Task to complete:
Among the entries below, find the lines holding "wheel" and copy them.

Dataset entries
_ _ _ _ _

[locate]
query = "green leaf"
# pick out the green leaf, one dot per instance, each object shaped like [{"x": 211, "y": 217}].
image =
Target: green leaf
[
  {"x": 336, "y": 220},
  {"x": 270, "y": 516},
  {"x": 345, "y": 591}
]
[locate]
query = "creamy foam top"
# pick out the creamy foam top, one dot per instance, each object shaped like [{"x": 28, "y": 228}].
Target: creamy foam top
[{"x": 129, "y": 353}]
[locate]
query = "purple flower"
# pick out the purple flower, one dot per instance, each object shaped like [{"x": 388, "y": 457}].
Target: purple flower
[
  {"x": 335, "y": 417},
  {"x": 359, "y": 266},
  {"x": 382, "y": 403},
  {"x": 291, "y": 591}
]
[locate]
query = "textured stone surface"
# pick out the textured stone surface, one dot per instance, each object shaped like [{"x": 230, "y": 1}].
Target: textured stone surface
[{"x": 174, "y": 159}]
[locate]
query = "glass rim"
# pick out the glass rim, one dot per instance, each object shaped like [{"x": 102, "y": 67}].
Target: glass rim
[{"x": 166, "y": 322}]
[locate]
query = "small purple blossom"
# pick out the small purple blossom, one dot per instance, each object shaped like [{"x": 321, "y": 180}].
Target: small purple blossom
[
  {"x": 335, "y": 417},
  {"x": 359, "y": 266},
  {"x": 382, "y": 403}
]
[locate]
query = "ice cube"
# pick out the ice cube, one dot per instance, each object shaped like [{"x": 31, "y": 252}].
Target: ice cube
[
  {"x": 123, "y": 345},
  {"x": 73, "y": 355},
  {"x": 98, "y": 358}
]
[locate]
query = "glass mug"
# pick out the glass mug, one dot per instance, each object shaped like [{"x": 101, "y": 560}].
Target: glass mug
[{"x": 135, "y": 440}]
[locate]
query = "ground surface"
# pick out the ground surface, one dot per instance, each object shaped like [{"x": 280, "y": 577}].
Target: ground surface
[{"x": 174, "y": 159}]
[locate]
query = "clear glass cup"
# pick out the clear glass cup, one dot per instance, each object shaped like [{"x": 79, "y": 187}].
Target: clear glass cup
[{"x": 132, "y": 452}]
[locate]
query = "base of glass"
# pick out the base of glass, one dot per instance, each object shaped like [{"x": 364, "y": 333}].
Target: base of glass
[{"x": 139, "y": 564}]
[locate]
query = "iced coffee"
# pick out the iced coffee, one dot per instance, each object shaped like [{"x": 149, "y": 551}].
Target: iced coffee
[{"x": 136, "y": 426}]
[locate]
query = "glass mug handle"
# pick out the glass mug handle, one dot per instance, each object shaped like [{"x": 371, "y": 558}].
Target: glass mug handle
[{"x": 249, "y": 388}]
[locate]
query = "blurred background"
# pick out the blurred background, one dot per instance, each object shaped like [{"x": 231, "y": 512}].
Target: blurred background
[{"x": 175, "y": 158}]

_ _ _ _ _

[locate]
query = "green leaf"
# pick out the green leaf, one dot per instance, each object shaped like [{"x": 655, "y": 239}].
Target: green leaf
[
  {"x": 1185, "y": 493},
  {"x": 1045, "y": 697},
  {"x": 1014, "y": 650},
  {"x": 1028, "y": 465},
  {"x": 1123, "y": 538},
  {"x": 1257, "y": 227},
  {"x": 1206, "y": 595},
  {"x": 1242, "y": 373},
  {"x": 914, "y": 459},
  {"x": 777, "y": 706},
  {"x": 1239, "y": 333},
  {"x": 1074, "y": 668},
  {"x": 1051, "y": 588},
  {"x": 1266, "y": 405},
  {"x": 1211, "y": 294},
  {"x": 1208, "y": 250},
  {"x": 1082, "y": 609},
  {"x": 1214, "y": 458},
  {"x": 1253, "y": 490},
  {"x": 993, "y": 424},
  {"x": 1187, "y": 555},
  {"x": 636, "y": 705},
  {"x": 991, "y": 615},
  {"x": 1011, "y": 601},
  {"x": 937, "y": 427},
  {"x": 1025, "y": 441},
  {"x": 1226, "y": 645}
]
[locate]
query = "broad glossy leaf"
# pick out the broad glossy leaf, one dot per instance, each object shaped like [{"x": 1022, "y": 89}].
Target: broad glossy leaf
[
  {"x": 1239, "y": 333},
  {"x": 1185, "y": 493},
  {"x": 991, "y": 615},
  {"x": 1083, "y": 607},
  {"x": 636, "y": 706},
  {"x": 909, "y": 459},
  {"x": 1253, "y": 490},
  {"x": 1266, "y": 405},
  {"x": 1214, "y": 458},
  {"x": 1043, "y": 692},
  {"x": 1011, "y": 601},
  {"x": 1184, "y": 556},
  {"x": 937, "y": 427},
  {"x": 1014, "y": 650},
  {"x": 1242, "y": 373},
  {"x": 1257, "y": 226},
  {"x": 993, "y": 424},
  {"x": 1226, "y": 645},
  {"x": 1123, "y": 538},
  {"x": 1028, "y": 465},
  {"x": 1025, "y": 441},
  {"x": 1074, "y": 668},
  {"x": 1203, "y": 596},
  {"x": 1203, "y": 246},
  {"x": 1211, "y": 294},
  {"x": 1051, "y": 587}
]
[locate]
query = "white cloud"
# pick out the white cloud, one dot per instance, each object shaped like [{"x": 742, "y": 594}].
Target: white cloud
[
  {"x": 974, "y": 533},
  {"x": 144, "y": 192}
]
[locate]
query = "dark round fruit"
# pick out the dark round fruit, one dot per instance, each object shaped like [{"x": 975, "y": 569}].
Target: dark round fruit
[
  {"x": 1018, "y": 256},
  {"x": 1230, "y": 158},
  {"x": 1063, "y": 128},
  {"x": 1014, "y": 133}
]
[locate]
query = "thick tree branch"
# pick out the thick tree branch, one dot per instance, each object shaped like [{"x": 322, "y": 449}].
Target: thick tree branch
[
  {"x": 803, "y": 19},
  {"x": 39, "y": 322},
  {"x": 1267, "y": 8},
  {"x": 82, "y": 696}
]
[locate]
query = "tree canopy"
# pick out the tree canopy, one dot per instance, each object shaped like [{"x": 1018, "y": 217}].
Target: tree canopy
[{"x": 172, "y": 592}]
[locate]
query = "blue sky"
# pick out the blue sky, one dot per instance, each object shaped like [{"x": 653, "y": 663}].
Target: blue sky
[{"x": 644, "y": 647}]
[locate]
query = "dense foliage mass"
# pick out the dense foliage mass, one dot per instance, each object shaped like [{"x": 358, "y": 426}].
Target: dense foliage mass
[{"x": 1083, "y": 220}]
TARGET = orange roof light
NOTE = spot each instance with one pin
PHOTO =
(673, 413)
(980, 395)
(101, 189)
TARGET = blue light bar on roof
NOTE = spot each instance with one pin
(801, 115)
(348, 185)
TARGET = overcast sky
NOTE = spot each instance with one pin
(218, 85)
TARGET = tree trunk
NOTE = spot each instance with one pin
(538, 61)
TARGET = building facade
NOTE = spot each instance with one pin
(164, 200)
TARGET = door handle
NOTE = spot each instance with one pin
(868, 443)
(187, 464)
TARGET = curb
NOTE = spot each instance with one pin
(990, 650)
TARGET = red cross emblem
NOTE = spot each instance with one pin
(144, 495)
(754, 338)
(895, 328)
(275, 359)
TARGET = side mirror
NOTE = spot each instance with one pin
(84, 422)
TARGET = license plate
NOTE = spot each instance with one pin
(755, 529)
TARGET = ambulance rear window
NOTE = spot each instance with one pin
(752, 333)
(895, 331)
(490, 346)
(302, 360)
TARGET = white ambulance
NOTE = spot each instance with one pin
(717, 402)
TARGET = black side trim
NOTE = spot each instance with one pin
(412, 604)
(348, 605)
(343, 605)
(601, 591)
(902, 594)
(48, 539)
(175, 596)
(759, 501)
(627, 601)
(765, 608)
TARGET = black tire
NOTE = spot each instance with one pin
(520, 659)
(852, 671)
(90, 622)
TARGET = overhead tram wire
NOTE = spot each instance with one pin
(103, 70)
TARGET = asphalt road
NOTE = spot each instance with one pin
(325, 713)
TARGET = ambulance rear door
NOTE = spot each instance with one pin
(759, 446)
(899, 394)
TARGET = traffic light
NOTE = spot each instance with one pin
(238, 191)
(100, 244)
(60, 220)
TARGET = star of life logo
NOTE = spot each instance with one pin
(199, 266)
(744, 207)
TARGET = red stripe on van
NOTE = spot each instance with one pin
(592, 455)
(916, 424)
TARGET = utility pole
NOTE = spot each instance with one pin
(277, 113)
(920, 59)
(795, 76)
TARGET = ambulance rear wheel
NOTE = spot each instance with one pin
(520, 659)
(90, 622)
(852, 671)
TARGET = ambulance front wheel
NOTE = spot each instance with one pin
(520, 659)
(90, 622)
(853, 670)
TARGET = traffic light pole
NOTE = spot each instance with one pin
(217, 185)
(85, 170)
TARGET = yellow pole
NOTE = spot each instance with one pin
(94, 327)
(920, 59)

_ _ _ _ _

Solution:
TARGET = ambulance rear wheel
TARGET = ambulance front wheel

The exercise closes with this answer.